= EXERCISE INSTRUCTIONS =
Line by line, give the data again exactly as it appears.

═════ DATASET CONTENT

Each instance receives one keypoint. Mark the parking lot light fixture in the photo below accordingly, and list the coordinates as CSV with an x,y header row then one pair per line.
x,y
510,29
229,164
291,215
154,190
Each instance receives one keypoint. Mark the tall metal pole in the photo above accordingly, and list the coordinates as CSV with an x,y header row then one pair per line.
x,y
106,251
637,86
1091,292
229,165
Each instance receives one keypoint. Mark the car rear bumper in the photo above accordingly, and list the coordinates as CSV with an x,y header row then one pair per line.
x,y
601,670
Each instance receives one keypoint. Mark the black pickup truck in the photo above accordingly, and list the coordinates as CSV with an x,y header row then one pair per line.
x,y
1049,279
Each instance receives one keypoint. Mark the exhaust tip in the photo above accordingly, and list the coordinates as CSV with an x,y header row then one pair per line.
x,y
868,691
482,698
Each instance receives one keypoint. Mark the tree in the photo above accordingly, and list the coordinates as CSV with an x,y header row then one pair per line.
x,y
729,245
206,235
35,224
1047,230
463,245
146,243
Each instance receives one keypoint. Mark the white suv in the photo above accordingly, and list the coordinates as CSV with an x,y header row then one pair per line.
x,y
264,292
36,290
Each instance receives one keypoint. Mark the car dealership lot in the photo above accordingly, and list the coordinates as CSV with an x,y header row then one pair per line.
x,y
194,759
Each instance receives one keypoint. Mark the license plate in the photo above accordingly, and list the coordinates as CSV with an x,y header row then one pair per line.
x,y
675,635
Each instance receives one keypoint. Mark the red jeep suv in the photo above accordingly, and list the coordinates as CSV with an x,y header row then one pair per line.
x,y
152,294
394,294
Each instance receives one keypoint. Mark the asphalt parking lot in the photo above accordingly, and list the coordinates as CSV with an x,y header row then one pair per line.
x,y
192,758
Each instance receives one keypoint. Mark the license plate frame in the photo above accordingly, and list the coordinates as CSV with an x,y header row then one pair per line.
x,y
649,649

══════════

= RESPONSE TO THE EXERCISE =
Each instance receives one keypoint. Mark the parking lot light fixture in the photo below accordingly, and list the coordinates as CSV with an x,y header row then one pair per line.
x,y
510,29
229,164
291,215
154,190
Each instance receives one keypoint. Mark the tall metal pole in the photo above accordingly, and list the coordinates as CSV with an x,y header row then one pair per line.
x,y
106,251
637,86
1091,292
229,165
Each instance receives one keypoint. Mark the car rear bumper in the photo above accordingly, and list the coordinates as CSV with an x,y header row then one pair per line.
x,y
601,670
Each instance receives one keypoint. Mark the black pickup truck in the photo above accordingly, and list the coordinates as CSV with an x,y header row then one pair per line.
x,y
1049,279
Each instance receives one keypoint. Mark the exhaust tip in the photo above accordingly, and list the coordinates as CSV with an x,y header row then one pair per line.
x,y
868,691
482,698
Each instance receives one keypoint. Mark the tree in the photo above accordingly, and list the coordinates as CSV with an x,y header row then one pair per line.
x,y
729,245
206,235
35,224
1047,230
463,245
146,243
Each instance receives one keypoint. Mark the white suv in the photo above accordingly, and list the coordinates as CSV with an x,y header row then one pair per line.
x,y
264,292
36,290
Each instance receives one keypoint. Mark the car dealership lot in the photo above accordingly, and list the coordinates as CSV with an x,y header row then one pair per line.
x,y
194,759
Each instance receives one keypoint. Mark the license plate in the photo above accordingly, and list the coordinates as CSV with an x,y header row then one pair per line.
x,y
675,635
Each instance receives one keypoint. Mark the red jeep suv in the photo above accordingly, and list the coordinates as CSV with an x,y header row then one pair per line.
x,y
152,294
394,294
Each instance receives one keypoint. Mark the asphalt parking lot in the photo above accordingly, and list the coordinates as CSV with an x,y header row then one pair per line.
x,y
192,758
Each instance receives one keypoint. Mark the license plate frame in the photo above accordingly, and list the coordinates as CSV with an x,y header row then one pair per line.
x,y
649,649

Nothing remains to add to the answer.